» TEKS YANG DIBERIKAN:
————————

Sehingga, Solomon menekankan pula untuk melihat manusia yang melampaui sebagai sebuah sikap hidup, tentang adanya
atau tak adanya emosi tertentu, dan bukan sebagai sebuah proyeksi metafisif
atau sebagai produk evolusi biologis.[13]
Hal-hal ini bagi sebuah sistem filsafat dan sistem teologi biasanya disematkan
pada dogma-dogma mereka. Nietzsche mengkritik tendensi ini dengan menggali
sesuatu yang ada di belakang dogma-dogma itu. Argumen ad hominem dari Nietzsche bagi Solomon adalah argument yang paling
mampu mengkritisi tendensi filsafat, teologi, dan metafisika ini:
…Apa
yang bisa lebih membinasakan dalam perlawanan terhadap bualan diri yang bajik dari
beberapa filsuf dan teolog dibanding suatu argumentasi ad hominem yang mengikis kredibilitas mereka, yang mengurangi
kealiman dan rasionalitas mereka ke perasaan amarah atau kecemburuan pribadi yang
picik?”[14]
Dengan demikian ad hominem adalah sebuah strategi
Nietzsche untuk membongkar klaim-klaim filosofis, teologi, dan metafisika.

————————

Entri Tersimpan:
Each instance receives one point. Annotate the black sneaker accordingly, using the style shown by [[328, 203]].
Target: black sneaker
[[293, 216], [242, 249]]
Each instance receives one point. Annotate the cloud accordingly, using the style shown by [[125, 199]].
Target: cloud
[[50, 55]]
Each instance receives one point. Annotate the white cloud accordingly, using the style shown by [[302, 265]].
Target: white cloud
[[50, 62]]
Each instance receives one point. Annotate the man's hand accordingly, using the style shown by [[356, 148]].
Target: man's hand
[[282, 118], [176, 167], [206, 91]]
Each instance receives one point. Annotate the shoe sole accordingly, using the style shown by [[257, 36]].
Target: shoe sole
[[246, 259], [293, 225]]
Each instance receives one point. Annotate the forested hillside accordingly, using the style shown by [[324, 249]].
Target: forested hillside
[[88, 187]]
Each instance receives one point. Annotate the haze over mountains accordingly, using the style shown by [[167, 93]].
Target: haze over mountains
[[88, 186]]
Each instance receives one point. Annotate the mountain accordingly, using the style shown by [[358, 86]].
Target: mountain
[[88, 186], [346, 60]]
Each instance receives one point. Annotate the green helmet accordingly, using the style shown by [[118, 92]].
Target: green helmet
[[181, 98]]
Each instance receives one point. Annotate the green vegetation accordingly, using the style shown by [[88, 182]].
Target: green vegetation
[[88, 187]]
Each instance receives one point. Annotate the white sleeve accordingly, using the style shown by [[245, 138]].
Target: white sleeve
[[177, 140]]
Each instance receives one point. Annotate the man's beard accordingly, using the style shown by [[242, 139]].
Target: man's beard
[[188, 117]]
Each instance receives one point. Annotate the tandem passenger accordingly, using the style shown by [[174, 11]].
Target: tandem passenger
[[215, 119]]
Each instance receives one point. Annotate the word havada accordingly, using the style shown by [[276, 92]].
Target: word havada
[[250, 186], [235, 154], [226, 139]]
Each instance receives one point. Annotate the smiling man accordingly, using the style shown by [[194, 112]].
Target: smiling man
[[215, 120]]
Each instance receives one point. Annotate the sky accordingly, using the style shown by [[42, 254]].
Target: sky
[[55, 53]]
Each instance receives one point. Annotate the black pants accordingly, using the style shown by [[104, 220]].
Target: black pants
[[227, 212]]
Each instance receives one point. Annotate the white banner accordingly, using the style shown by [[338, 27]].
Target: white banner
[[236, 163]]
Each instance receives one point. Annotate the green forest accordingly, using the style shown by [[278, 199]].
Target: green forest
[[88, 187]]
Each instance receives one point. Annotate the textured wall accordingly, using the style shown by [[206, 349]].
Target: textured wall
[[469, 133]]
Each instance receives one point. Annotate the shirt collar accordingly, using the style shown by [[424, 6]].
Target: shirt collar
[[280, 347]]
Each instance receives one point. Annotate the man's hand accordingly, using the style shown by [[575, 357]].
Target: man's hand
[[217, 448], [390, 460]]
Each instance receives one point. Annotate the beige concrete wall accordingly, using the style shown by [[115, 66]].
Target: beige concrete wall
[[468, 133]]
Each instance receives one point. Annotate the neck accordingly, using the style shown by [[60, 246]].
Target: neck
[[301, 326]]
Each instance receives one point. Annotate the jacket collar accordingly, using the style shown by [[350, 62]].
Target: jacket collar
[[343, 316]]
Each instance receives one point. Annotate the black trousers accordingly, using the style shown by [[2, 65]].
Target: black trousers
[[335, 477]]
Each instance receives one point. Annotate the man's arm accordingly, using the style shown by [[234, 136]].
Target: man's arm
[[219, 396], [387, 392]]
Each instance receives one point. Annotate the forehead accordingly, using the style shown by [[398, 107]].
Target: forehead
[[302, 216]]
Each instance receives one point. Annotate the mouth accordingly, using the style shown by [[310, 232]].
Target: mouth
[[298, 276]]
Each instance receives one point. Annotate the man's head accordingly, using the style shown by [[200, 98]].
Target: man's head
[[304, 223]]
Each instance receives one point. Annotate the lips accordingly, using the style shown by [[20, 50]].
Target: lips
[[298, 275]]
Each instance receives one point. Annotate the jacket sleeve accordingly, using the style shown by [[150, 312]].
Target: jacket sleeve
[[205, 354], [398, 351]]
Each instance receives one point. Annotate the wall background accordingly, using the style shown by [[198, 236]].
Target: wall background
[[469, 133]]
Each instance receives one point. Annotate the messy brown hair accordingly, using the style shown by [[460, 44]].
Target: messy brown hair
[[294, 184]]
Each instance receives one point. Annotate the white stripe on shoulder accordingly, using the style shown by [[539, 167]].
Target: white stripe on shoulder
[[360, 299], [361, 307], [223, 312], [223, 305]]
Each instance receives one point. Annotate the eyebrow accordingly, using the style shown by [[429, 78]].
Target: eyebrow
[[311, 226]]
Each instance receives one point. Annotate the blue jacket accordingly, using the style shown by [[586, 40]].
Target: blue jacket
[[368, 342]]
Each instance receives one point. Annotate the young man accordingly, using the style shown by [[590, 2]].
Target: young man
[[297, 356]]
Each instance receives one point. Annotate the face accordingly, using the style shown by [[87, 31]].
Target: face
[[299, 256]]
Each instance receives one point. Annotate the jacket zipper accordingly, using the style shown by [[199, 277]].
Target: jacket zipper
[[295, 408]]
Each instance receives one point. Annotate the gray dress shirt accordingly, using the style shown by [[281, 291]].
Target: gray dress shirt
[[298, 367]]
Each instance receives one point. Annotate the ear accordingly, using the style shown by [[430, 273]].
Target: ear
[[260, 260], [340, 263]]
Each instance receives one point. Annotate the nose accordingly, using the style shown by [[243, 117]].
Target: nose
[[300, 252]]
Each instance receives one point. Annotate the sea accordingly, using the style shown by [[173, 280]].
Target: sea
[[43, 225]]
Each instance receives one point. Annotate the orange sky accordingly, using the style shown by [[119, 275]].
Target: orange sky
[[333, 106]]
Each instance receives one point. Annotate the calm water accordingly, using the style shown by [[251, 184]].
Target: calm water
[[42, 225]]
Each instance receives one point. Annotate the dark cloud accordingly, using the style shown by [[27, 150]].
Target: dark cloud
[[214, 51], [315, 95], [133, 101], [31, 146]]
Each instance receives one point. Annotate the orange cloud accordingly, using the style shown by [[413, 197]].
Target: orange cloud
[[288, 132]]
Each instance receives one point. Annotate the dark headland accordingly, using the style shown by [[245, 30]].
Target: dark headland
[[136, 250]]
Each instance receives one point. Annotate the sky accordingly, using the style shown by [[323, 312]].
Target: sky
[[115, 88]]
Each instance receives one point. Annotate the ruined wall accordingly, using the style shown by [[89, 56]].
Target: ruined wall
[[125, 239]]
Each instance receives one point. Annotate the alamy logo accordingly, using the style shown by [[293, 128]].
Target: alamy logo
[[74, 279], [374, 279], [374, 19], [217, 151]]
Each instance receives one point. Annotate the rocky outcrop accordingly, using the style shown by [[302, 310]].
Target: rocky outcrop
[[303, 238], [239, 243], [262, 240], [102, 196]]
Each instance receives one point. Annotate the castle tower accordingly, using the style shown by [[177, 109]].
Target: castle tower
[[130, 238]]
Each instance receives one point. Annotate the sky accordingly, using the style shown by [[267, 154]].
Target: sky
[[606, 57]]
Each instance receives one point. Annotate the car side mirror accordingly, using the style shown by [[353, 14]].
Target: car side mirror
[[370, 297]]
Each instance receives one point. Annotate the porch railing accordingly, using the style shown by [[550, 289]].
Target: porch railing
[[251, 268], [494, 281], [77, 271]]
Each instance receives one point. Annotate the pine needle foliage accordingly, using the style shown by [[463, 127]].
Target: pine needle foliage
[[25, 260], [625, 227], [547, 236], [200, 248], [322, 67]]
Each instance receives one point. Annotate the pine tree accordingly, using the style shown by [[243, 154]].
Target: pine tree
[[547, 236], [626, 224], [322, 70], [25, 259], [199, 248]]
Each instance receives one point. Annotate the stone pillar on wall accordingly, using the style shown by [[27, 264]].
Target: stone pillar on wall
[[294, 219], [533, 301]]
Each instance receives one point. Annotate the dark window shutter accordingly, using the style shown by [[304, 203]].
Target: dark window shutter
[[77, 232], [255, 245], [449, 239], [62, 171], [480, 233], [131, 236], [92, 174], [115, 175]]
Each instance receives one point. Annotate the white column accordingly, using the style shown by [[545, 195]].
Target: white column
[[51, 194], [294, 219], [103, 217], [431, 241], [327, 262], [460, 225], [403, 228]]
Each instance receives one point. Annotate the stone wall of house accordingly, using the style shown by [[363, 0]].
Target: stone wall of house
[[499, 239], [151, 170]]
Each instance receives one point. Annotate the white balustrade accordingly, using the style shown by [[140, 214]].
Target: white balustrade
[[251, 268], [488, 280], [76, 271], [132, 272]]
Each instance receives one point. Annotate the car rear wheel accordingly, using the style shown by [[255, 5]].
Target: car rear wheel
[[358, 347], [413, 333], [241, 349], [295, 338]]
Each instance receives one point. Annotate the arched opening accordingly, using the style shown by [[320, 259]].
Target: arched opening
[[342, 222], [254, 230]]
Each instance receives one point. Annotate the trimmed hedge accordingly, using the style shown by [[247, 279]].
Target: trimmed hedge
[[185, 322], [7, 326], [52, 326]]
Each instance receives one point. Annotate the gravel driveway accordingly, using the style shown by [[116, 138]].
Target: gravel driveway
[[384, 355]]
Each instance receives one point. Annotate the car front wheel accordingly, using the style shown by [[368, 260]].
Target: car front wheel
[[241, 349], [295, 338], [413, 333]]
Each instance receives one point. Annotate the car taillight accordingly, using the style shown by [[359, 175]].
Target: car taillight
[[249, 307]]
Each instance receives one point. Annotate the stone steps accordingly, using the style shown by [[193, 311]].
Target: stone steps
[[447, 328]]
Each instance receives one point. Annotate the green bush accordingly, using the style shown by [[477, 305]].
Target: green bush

————————

» TUGAS LATIHAN:
- a) Jelaskan dalam satu sampai tiga kalimat mengapa, menurut teks tentang kritik Nietzsche, argumen ad hominem paling mampu mengkritisi tendensi filsafat, teologi, dan metafisika.
- b) Teruskan teks tentang kritik Nietzsche terhadap dogma filsafat dan teologi, dimulai sesudah kalimat terakhirnya.

» JAWABAN LATIHAN:
- a) Argumen ad hominem mengikis kredibilitas para filsuf dan teolog serta mengurangi kealiman dan rasionalitas mereka menjadi perasaan amarah atau kecemburuan pribadi yang picik. Karena itu, argumen ini paling membinasakan dalam perlawanan terhadap bualan diri yang bajik dari para filsuf dan teolog. Dengan cara itu Nietzsche menggali sesuatu yang ada di belakang dogma-dogma mereka.

- b)
Di dalam gaya
argumentasi ad hominem ini kita pun
menemukan semacam penghinaan sebagaimana ketika Nietzsche membicarakan
Sokrates. Menurut Solomon gaya penghinaan ini merupakan usaha gerilya
psikologis Nietzsche atas Kekristenan dan moral borjuis dari tradisi
Yahudi-Kristen. Dengan penghinaan Nietzsche sebenarnya bertujuan untuk
menggoncang kita. Ia hendak membuat kita jijik. Lantas, kita diajak untuk
“menyelami sejarah dan manusia nyata yang ada di balik segala rasionalisasi
dari tradisi moralitas.[15]
Untuk memeriksa segala klaim moralitas, Nietzsche menggunakan metode ad hominem, yang mana membuat
pemeriksaannya atas moralitas tersebut terlihat sebagai pemeriksaan yang
bengis.[16]
Permasalahannya,
seperti yang sudah disinggung di bagian awal tulisan ini, ad hominem seringnya dianggap sebelah mata. Menurut Solomon,
argumentasi ad hominem memang jika
dipandang dari posisi ilmu pengetahuan[17]
berada pada posisi kedua. Tetapi ia dalam hubungannya dengan ilmu-ilmu seperti moralitas,
filsafat, agama posisi ad hominem patut
diperhitungkan karena berhubungan dengan manusia dan manusia lainnya.[18]
Dan argumentasi ad hominem persis
pula menunjukkan perkara manusia. Karena argumentasi ini membicarakan perihal
manusia oleh manusia. Kenapa demikian? Dalam perkara moral misalnya, seseorang
tidak dikatakan bermoral lantaran ia menuangkan gagasan-gagasan brilliant
tentang moral, melainkan ia sendiri melakukan sesuatu yang bermoral. Dengan
demikian, dalam perkara moral, argumentasi ad
hominem bisa digunakan dan bisa dikatakan sahih.
Argumen
ad hominem yang buruk memang ada.
Namun di dalam Nietzsche kita menemukan ada relefansi antara argument ad hominem dengan apa yang hendak
dikatakan filsafat Nietzsche. Dengan ad
hominem, Nietzche hendak memeriksa bukan apa yang dikatakan melainkan
mengapa seseorang mengatakan hal itu. Atau dengan kata lain Nietzsche hendak mengajak
untuk mengadakan penyelidikan atas diri sendiri. Dengan ad hominem Nietzsche barangkali menghendaki pembacanya pun pula
memeriksa diri atas segala klaim, kepercayaan dan ide yang mereka miliki.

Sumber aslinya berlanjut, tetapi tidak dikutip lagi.